Work instructions ▸ Return every line of the records below verbatim, from the first record through the last.

Data supplied ▸
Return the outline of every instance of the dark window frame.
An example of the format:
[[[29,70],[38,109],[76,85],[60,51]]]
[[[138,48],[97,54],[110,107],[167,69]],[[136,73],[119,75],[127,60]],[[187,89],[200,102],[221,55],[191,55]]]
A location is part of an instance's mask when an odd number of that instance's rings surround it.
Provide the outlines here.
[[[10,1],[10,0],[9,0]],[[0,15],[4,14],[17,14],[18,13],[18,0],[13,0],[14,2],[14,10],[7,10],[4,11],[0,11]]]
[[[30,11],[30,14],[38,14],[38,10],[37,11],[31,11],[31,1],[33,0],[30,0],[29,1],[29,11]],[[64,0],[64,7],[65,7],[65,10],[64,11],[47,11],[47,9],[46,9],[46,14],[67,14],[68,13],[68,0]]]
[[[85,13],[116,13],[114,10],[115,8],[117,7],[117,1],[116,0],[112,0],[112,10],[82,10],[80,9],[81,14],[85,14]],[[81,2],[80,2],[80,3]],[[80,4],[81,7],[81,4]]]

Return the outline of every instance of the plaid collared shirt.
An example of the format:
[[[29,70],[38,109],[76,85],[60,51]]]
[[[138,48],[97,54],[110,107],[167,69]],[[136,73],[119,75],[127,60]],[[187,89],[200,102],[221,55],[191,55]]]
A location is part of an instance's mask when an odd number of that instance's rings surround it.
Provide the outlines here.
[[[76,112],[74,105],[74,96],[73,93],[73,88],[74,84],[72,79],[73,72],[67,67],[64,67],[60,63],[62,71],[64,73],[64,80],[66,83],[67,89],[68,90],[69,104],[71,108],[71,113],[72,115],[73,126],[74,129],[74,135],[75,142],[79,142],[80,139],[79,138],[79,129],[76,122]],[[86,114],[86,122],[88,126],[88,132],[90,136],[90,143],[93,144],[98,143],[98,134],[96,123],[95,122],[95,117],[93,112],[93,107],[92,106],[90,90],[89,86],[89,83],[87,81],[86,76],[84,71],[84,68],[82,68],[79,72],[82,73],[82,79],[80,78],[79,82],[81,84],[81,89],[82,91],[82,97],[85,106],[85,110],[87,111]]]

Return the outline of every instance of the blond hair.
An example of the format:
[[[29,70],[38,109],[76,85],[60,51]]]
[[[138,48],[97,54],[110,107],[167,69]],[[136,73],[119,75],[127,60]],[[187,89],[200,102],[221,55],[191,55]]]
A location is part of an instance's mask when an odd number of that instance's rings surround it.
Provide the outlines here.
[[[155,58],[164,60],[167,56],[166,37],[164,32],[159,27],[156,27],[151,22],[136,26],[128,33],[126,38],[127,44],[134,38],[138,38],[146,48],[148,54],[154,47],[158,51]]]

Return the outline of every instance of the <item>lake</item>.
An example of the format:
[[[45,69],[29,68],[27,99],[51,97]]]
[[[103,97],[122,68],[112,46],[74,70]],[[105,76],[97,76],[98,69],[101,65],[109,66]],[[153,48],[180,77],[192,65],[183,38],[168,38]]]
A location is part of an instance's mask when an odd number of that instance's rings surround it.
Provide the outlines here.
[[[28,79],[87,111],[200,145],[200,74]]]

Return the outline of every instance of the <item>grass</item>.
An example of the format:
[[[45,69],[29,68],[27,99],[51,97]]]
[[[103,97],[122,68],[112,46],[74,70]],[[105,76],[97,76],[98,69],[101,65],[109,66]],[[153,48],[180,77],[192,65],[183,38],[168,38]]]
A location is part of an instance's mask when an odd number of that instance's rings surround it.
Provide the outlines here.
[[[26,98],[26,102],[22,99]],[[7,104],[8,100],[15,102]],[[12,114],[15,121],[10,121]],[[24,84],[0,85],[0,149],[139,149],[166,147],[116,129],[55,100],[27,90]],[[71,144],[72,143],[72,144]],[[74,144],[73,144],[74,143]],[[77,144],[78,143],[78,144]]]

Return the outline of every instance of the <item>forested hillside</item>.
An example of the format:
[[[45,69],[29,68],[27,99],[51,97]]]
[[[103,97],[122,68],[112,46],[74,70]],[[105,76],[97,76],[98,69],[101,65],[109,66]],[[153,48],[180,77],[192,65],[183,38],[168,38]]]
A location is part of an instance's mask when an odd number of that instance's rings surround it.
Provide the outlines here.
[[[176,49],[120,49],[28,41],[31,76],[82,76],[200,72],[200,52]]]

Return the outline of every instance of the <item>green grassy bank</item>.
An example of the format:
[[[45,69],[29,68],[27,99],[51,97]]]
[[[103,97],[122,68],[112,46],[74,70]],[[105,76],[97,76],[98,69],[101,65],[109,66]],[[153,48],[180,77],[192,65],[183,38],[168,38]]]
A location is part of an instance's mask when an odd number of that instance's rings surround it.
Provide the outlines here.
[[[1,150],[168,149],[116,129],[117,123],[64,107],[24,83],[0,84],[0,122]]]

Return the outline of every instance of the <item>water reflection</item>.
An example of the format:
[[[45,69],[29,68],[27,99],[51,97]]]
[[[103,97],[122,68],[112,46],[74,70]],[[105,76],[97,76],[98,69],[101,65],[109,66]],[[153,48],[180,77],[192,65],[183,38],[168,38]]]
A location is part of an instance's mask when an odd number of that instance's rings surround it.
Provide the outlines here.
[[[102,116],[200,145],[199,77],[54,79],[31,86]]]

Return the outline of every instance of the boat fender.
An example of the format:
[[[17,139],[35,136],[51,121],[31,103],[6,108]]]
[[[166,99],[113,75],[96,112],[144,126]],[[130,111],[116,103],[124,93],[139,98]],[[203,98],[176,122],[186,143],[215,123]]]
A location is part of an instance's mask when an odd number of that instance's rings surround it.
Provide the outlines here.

Exercise solution ▸
Return the outline of every instance of the dark window frame.
An example of the format:
[[[29,70],[38,109],[76,85],[60,51]]]
[[[138,48],[97,54],[110,107],[167,69]],[[136,73],[119,75],[127,60]],[[187,89],[200,102],[221,55],[191,55]]]
A location is part of an instance's mask when an odd number of that instance's rings surround it.
Provide the outlines here.
[[[10,1],[10,0],[9,0]],[[0,15],[4,14],[17,14],[18,13],[18,0],[13,0],[14,2],[14,10],[7,10],[4,11],[0,11]]]
[[[30,11],[30,14],[38,14],[38,10],[37,11],[31,11],[31,1],[33,0],[30,0],[29,1],[29,11]],[[64,0],[64,7],[65,7],[65,10],[64,11],[47,11],[47,9],[46,9],[46,14],[67,14],[68,13],[68,0]]]
[[[85,13],[116,13],[114,10],[115,8],[117,7],[117,1],[116,0],[112,0],[112,10],[82,10],[80,9],[81,14],[85,14]],[[81,2],[80,2],[80,3]],[[80,4],[81,7],[81,4]]]

Return the outline of every instance of the plaid collared shirt.
An example of the format:
[[[29,70],[38,109],[76,85],[60,51]]]
[[[138,48],[97,54],[110,107],[167,69]],[[136,73],[119,75],[127,60]],[[187,89],[200,102],[221,55],[191,55]]]
A location is part of an instance's mask when an odd number of that instance's rings surround it.
Provide the outlines here.
[[[76,112],[74,105],[74,96],[73,93],[73,88],[74,84],[72,79],[73,72],[67,67],[64,67],[60,63],[62,71],[64,73],[64,80],[66,83],[67,89],[68,90],[69,104],[71,108],[71,113],[72,115],[73,126],[74,129],[74,135],[75,142],[79,142],[80,139],[79,138],[79,129],[76,122]],[[86,114],[86,122],[88,126],[88,132],[90,136],[90,143],[93,144],[98,143],[98,134],[96,123],[95,122],[95,117],[93,112],[93,107],[92,106],[90,90],[89,86],[89,83],[87,81],[86,76],[84,71],[84,68],[82,68],[79,72],[82,73],[82,79],[80,78],[79,82],[81,84],[81,89],[82,91],[82,97],[85,106],[85,110],[87,111]]]

Return the outline of every instance of the blond hair.
An example of the format:
[[[29,70],[38,109],[76,85],[60,51]]]
[[[138,48],[97,54],[110,107],[167,69]],[[136,73],[119,75],[127,60]],[[187,89],[200,102],[221,55],[191,55]]]
A location is part of an instance's mask when an odd number of that instance's rings surround it.
Provide the outlines here.
[[[155,58],[164,60],[167,56],[166,37],[164,32],[159,27],[156,27],[151,22],[136,26],[128,33],[126,38],[127,44],[134,38],[138,38],[146,48],[148,54],[154,47],[158,51]]]

Return the outline of every instance of the <item>lake</item>.
An example of the format:
[[[45,69],[29,68],[27,99],[51,97]]]
[[[103,97],[122,68],[112,46],[74,70]],[[105,76],[97,76],[98,69],[101,65],[109,66]],[[153,48],[180,77],[192,65],[183,38],[168,38]]]
A location is part of an instance's mask when an odd number of that instance's rings surround it.
Provide the outlines here.
[[[28,79],[87,111],[200,145],[200,74]]]

Return the outline of every instance of the <item>grass</item>.
An example of the format:
[[[45,69],[29,68],[27,99],[51,97]]]
[[[103,97],[122,68],[112,46],[74,70]],[[105,76],[97,76],[98,69],[101,65],[109,66]],[[153,48],[180,77],[192,65],[183,38],[168,38]]]
A location is part of an instance's mask when an odd number of that instance's rings surround it.
Provide the outlines here.
[[[26,98],[26,102],[22,99]],[[7,104],[8,100],[15,102]],[[12,114],[15,121],[10,121]],[[24,84],[0,85],[0,149],[139,149],[166,147],[116,129],[55,100],[27,90]],[[71,144],[72,143],[72,144]],[[74,144],[73,144],[74,143]],[[77,144],[78,143],[78,144]]]

Return the outline of every instance of the <item>forested hillside</item>.
An example of the format:
[[[45,69],[29,68],[27,99],[51,97]]]
[[[103,97],[122,68],[112,46],[74,70]],[[105,76],[97,76],[98,69],[101,65],[109,66]],[[153,48],[180,77],[192,65],[183,38],[168,38]]]
A location is part of an instance's mask when an odd number of that instance's rings surround it.
Provide the outlines here.
[[[176,49],[120,49],[28,41],[31,76],[82,76],[200,72],[200,52]]]

Return the outline of every instance of the <item>green grassy bank</item>.
An example of the format:
[[[45,69],[29,68],[27,99],[51,97]]]
[[[103,97],[122,68],[112,46],[74,70]],[[105,76],[97,76],[98,69],[101,65],[109,66]],[[153,48],[180,77],[192,65],[183,38],[168,38]]]
A location is part of an instance's mask when an odd number of that instance's rings surround it.
Provide the outlines here.
[[[1,150],[168,149],[116,129],[117,123],[64,107],[24,83],[0,84],[0,122]]]

Return the outline of every instance of the <item>water reflection</item>.
An example of the format:
[[[45,69],[29,68],[27,99],[51,97]]]
[[[103,97],[122,68],[112,46],[74,70]],[[105,76],[97,76],[98,69],[101,65],[109,66]],[[153,48],[180,77],[192,65],[183,38],[168,38]]]
A location is part of an instance's mask when an odd number of that instance's rings surround it.
Provide the outlines here.
[[[102,116],[200,145],[199,77],[54,79],[31,86]]]

Return the outline of every instance of the boat fender.
An example of the format:
[[[17,139],[35,136],[51,121],[31,103],[6,108]]]
[[[166,99],[113,75],[96,112],[144,126]],[[130,111],[116,103],[124,93],[139,98]],[[203,98],[176,122],[186,143],[215,123]]]
A location is part of an instance's mask when an odd number of that instance's rings surround it.
Provide the outlines here.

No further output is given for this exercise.